* [Description of the task]: Quote the data below word for word, keeping every line, number, and punctuation mark unchanged.
------------------------------------------------
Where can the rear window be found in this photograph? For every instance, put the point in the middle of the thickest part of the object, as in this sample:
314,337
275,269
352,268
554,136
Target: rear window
------------------------------------------------
* [Exercise output]:
Where can the rear window be found in this photograph? For every instance, put the point in the middle of the thickest part of the object, as in this sample:
314,337
275,269
352,268
554,136
Target: rear window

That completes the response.